Exercise details: Make an exact copy of the records below. Include every line.

*** Opening Data to use ***

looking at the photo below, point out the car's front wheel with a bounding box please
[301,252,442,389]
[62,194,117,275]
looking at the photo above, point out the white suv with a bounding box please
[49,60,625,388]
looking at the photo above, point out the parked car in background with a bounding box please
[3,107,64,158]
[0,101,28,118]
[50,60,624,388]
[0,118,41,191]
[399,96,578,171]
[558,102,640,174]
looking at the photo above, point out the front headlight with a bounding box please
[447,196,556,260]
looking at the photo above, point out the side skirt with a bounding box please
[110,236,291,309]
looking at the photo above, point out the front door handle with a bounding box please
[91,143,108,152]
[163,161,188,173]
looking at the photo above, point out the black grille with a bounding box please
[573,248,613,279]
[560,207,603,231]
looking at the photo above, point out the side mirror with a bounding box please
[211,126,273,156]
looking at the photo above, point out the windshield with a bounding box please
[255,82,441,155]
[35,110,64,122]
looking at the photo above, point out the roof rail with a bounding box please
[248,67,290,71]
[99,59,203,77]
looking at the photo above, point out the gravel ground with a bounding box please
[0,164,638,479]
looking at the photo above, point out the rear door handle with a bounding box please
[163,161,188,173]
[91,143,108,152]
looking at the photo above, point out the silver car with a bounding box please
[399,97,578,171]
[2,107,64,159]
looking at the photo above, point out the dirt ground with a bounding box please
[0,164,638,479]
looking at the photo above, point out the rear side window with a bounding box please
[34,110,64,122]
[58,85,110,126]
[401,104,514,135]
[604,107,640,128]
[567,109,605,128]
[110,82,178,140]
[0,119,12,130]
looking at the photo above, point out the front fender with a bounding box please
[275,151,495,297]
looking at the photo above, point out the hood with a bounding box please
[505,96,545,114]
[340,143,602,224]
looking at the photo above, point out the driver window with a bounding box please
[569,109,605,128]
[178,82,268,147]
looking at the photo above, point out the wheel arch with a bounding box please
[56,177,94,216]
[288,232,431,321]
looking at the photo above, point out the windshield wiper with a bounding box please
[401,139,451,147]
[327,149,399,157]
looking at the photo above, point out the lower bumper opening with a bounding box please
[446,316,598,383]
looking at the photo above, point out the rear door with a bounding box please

*** Closing Data to use ***

Exercise response:
looking at the photo below, point out the car's front wheel with a bounding box please
[301,252,442,389]
[62,194,117,275]
looking at the photo above, point out the white suv with a bounding box please
[49,60,625,388]
looking at the photo above, point out the parked car in background with a bounding box please
[3,107,64,158]
[0,101,28,118]
[50,60,624,388]
[0,118,41,191]
[399,96,578,171]
[558,102,640,174]
looking at the photo above, point out the front headlight with a bounding box please
[447,196,556,260]
looking at the photo above, point out the side skirt with a bounding box please
[110,236,291,309]
looking at the photo above, point out the front door handle with a bounding box please
[91,143,108,152]
[163,161,188,173]
looking at the photo above, point out the black grille with a bounding box please
[573,248,613,279]
[560,207,603,231]
looking at the photo above, point out the side mirror with a bounding box please
[211,126,273,156]
looking at the photo above, point out the windshield with a bounding box please
[255,82,441,155]
[35,110,64,122]
looking at the photo above, point out the roof rail with a bounding box please
[248,67,290,71]
[99,59,203,77]
looking at the photo above, point out the gravel ground with a bounding box please
[0,164,638,479]
looking at the photo above, point out the rear door handle with a bounding box please
[163,161,188,173]
[91,143,108,152]
looking at the photo above, point out the silver car with a bounding box please
[399,97,578,171]
[2,107,64,159]
looking at the photo above, point out the dirt ground with a bounding box please
[0,164,638,479]
looking at the photo above, point out the rear side window with a bounding box please
[34,110,64,122]
[58,85,110,126]
[401,104,514,135]
[604,107,640,128]
[567,109,605,128]
[110,82,178,140]
[0,119,12,130]
looking at the photo above, point out the front fender with a bounding box please
[275,151,495,297]
looking at the photo above, point out the hood with a bounding box please
[505,96,545,114]
[340,143,602,224]
looking at the photo above, point out the driver window with a bounding box please
[569,109,605,128]
[178,82,268,147]
looking at the photo above, point out the wheel arch with a bounding box please
[56,177,94,216]
[288,232,431,321]
looking at the photo above, point out the windshield wiper with a bounding box please
[401,139,451,147]
[327,149,399,157]
looking at the photo above, point out the lower bumper opening with a bounding box please
[446,316,598,383]
looking at the photo above, point out the rear door with a bounding box please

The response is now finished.